- _Work request_: Lines below containing the word "come" should be copied out.

- _Input records_:
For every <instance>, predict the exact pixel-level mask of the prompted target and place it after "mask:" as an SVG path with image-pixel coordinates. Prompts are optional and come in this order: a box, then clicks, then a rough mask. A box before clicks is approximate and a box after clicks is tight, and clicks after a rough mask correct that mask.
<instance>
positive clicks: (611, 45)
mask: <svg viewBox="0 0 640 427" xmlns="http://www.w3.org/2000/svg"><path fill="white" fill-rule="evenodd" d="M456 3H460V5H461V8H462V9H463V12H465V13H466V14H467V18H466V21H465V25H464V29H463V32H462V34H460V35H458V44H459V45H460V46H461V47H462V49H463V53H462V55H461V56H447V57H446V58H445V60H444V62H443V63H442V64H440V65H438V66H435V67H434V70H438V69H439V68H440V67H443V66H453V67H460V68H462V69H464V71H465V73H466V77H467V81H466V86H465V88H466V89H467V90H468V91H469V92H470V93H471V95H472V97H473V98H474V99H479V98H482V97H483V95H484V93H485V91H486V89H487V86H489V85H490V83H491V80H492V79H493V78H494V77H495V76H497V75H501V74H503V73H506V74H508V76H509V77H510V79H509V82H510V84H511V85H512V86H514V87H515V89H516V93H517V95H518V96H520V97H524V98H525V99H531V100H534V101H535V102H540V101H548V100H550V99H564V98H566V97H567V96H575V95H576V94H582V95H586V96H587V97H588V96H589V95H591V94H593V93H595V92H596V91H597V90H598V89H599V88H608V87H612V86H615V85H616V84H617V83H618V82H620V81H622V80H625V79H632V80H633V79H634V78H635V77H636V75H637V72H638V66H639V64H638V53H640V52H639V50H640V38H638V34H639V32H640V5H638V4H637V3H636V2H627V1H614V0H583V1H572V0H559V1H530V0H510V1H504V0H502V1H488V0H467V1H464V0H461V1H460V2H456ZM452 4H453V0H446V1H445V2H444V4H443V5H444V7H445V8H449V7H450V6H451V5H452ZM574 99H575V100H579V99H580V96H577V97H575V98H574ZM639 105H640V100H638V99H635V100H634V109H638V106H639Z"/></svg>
--
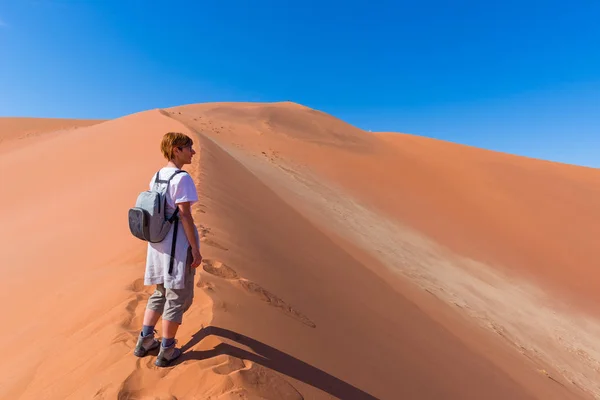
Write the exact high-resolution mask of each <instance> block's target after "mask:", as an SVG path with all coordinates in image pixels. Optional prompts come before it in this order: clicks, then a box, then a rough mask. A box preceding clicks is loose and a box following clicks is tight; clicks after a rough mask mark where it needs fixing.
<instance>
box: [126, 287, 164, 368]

- _Solution for this problem_:
For every <instance>, predict the exact pixel-level mask of the prompted target and place it after "mask:" as an SVG path with image-pixel coordinates. Prompts are optional and come in this order: a box, then clicks, then a rough mask. A box before clicks is approximate and a box after clicks is tight, and clicks after a rough mask correct that mask.
Write the exact high-resolution mask of each <instance> block's target after "mask:", as an SVG path with all coordinates in image pixels. Optional prompts come before it in this order: clicks, then a box, then a rough mask. A box preceding clicks is loose and a box following clicks is tight; clicks after a rough mask mark where it needs fixing.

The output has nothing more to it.